[THE PROBLEM] Among the records that follow, set down only the lines from the one containing "box: [140, 256, 195, 293]" to the one containing "negative clicks: (263, 144)", both included, exactly.

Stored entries
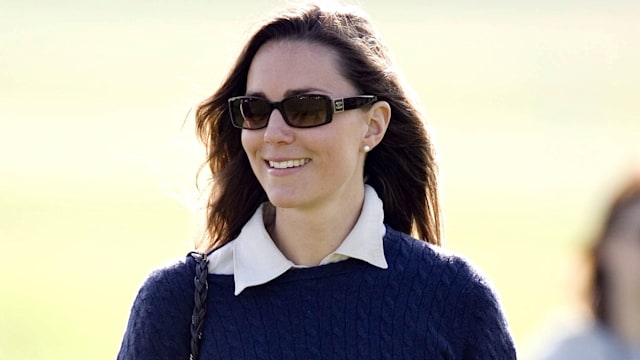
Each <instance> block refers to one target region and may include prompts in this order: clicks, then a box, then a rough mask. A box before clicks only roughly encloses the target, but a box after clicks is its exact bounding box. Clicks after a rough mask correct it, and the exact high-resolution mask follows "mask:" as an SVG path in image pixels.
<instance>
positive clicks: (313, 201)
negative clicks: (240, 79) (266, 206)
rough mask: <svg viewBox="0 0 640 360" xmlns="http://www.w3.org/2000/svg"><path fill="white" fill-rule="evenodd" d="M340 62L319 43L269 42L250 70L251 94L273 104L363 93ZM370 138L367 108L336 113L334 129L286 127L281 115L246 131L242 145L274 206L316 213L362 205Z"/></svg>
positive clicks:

...

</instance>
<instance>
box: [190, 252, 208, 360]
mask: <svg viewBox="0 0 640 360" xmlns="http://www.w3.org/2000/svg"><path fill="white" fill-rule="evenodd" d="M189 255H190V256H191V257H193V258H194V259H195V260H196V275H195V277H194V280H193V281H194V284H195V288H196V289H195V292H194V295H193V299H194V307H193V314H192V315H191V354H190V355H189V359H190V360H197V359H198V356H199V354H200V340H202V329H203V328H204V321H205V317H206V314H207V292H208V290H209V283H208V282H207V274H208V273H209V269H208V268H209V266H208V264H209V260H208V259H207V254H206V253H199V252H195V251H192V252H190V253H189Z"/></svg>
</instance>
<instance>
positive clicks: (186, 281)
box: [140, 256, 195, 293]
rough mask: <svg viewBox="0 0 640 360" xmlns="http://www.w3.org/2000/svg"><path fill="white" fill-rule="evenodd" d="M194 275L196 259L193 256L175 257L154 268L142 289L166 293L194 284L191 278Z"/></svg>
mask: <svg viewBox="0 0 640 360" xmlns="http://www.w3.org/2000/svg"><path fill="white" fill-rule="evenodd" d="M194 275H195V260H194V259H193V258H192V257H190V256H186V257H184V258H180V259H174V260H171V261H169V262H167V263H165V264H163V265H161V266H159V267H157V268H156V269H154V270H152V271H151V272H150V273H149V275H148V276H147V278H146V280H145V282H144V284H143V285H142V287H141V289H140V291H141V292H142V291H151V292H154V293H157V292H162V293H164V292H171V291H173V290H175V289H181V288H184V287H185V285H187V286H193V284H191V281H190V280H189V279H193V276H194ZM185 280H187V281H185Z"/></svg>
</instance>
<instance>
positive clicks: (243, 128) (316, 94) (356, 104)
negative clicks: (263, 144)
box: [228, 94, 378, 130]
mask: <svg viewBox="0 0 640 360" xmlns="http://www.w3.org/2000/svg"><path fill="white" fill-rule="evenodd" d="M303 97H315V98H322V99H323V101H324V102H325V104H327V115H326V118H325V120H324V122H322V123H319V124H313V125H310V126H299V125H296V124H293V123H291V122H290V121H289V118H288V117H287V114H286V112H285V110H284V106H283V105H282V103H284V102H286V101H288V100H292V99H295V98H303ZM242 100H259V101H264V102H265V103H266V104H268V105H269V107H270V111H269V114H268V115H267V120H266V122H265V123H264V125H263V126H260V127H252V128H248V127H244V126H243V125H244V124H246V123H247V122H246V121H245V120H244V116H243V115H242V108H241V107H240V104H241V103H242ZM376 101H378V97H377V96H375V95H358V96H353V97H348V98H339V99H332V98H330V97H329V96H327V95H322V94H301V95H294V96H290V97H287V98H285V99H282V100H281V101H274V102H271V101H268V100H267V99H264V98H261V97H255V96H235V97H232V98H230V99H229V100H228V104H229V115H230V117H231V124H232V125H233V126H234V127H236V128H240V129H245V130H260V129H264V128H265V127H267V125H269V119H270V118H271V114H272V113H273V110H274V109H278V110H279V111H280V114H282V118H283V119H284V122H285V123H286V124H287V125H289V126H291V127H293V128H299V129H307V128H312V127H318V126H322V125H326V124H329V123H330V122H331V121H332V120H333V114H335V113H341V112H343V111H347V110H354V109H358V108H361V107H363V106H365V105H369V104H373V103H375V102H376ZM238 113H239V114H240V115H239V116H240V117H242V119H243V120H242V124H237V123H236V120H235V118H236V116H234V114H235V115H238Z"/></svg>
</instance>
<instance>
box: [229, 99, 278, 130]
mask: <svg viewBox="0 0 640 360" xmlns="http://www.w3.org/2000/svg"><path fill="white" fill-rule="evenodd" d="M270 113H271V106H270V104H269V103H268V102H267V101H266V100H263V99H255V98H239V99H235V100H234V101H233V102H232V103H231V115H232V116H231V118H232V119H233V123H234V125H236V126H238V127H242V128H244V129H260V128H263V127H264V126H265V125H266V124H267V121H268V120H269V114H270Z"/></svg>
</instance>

[ANSWER TO THE EXERCISE]
box: [140, 256, 195, 293]
rough mask: <svg viewBox="0 0 640 360" xmlns="http://www.w3.org/2000/svg"><path fill="white" fill-rule="evenodd" d="M194 275L196 259L193 256L175 257L154 268L142 289L166 293L194 284L191 278Z"/></svg>
mask: <svg viewBox="0 0 640 360" xmlns="http://www.w3.org/2000/svg"><path fill="white" fill-rule="evenodd" d="M194 275H195V260H194V259H193V258H192V257H190V256H186V257H184V258H180V259H174V260H171V261H169V262H167V263H165V264H163V265H161V266H159V267H157V268H156V269H154V270H152V271H151V272H150V273H149V275H148V276H147V278H146V280H145V282H144V284H143V285H142V287H141V289H140V291H141V292H142V291H151V292H154V293H157V292H162V293H164V292H171V291H173V290H175V289H181V288H184V287H185V285H187V286H193V284H191V281H190V280H189V279H193V276H194ZM185 280H187V281H185Z"/></svg>
</instance>
<instance>
positive clicks: (243, 128) (316, 94) (356, 104)
negative clicks: (263, 144)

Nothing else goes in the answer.